> _Required actions_
**a.** Please repeat the part of the nitride LED fabrication text between "(b) forming an" and "n-doped semiconductor layer.", inclusive.
**b.** Answer these questions from the nitride LED fabrication text, each on its own line:
(i) Which layer is formed directly on the substrate?
(ii) How is the SiO₂ layer removed?
(iii) The mesa-etching step goes far enough to expose a partial area of which layer?
**c.** Resume the nitride LED fabrication text from its last sentence.

> _Document section_

Start

It is another object of the present invention to provide a nitride semiconductor LED which is improved in lighting efficiency by using lateral current spreading and a fabrication method thereof.

According to an aspect of the invention for realizing the object, there is provided a fabrication method of nitride semiconductor Light Emitting Diodes (LEDs), the method comprising the following steps of:

(a) forming an n-doped semiconductor layer on a substrate;

(b) forming an active layer on the n-doped semiconductor layer;

(c) forming a p-doped semiconductor layer on the active layer;

(d) forming a p+-doped semiconductor layer on the p-doped semiconductor layer;

(e) implanting n-dopant ions into the p+-doped semiconductor layer to convert at least a portion of the p+-doped semiconductor layer into an n+-doped semiconductor layer so that the n+-doped semiconductor layer cooperates with a remaining region of the p+-doped semiconductor layer to form a reverse bias tunneling junction; and

(f) mesa-etching a resultant semiconductor structure to the extent of exposing a partial area of the n-doped semiconductor layer.

Preferably, the ion implantation step (e) may comprise: forming a SiO₂ layer on the resultant semiconductor layer; etching the SiO₂ layer to expose at least a portion of the p+-doped semiconductor layer; implanting n-dopant ions through the etched portion of the SiO₂ layer; and removing the SiO₂ layer via heat treatment.

Preferably, the ion implantation step (e) implants n-dopants in high and low energy levels into an upper region of the p+-doped semiconductor layer to form an n+-doped semiconductor layer on the remaining region of the p+-doped semiconductor layer and an upper n-doped semiconductor layer on the n+-doped semiconductor layer, thereby realizing lateral current spreading.

End

> _Dataset content_
Start

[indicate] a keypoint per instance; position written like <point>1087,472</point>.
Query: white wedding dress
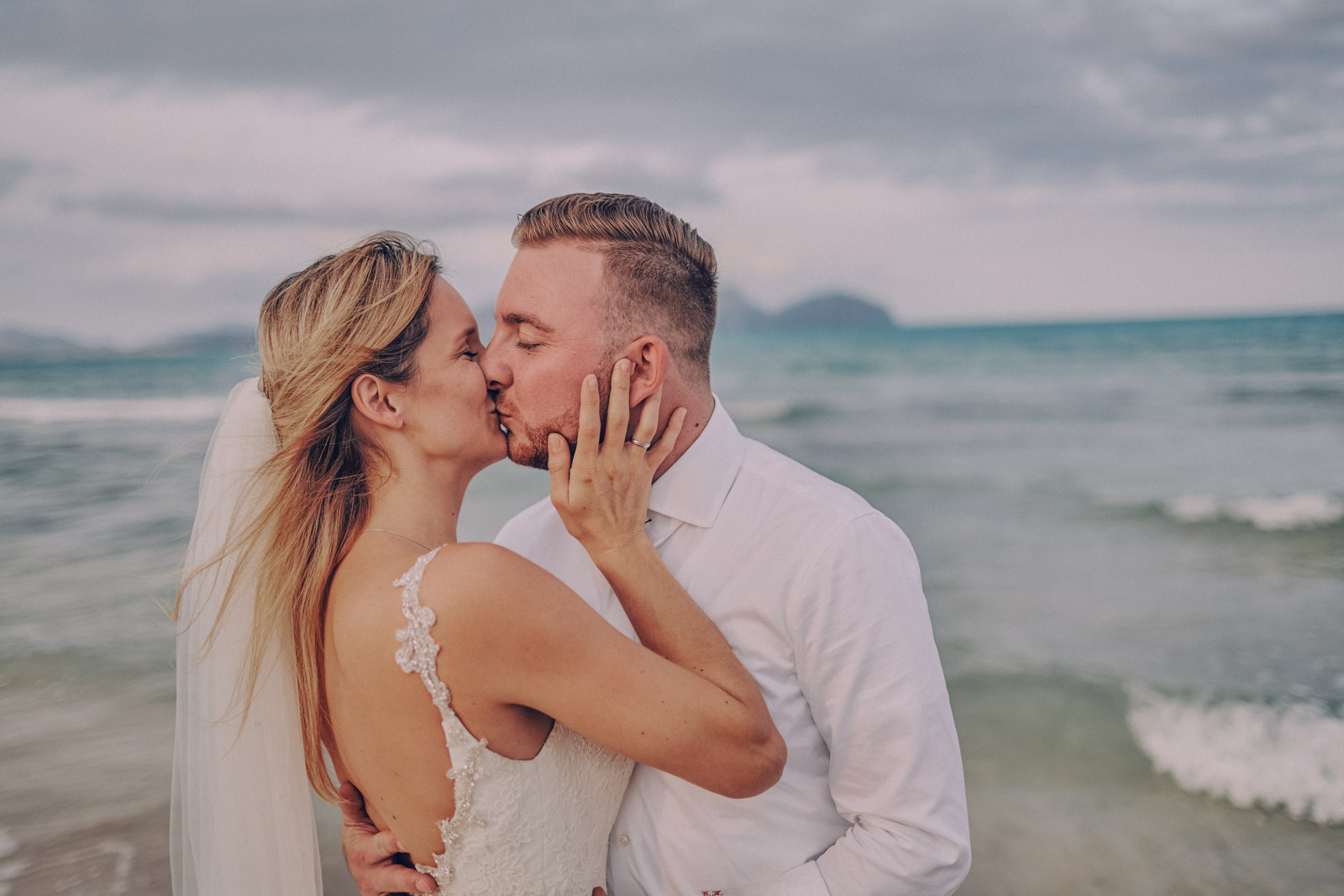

End

> _Solved tasks_
**a.**
(b) forming an active layer on the n-doped semiconductor layer;

(c) forming a p-doped semiconductor layer on the active layer;

(d) forming a p+-doped semiconductor layer on the p-doped semiconductor layer;

(e) implanting n-dopant ions into the p+-doped semiconductor layer to convert at least a portion of the p+-doped semiconductor layer into an n+-doped semiconductor layer so that the n+-doped semiconductor layer cooperates with a remaining region of the p+-doped semiconductor layer to form a reverse bias tunneling junction; and

(f) mesa-etching a resultant semiconductor structure to the extent of exposing a partial area of the n-doped semiconductor layer.

**b.**
(i) An n-doped semiconductor layer.
(ii) By heat treatment.
(iii) The n-doped semiconductor layer.

**c.**
Preferably, the ion implantation step (e) may comprise: implanting n-dopant ions at a first energy level into an upper region of the n+-doped semiconductor layer to form an n+-doped semiconductor layer on the remaining region of the p+-doped semiconductor layer; and implanting n-dopant at a second energy level different from the first energy level into the upper region of the n+-doped semiconductor layer to form an upper n-doped semiconductor layer on the n+-doped semiconductor layer, thereby realizing lateral current spreading.

Also, the fabrication method of nitride semiconductor LEDs of the invention may further comprise the step of: (g) forming p- and n- electrodes on the upper n-doped semiconductor layer and the exposed partial area of the n-doped semiconductor layer, respectively, after the ion implantation step (e).

In addition, the fabrication method of nitride semiconductor LEDs may further comprise the step of: (h) forming a p-transparent electrode and an n-electrode on the n+-doped semiconductor layer and the exposed partial area of the n-doped semiconductor layer, respectively, after the etching step (f), wherein the transparent electrodes are made of at least one selected from a group consisting of Indium-Tin Oxide (ITO), Cadmium-Tin Oxide (CTO) and Titanium Tungsten Nitride (TiWN).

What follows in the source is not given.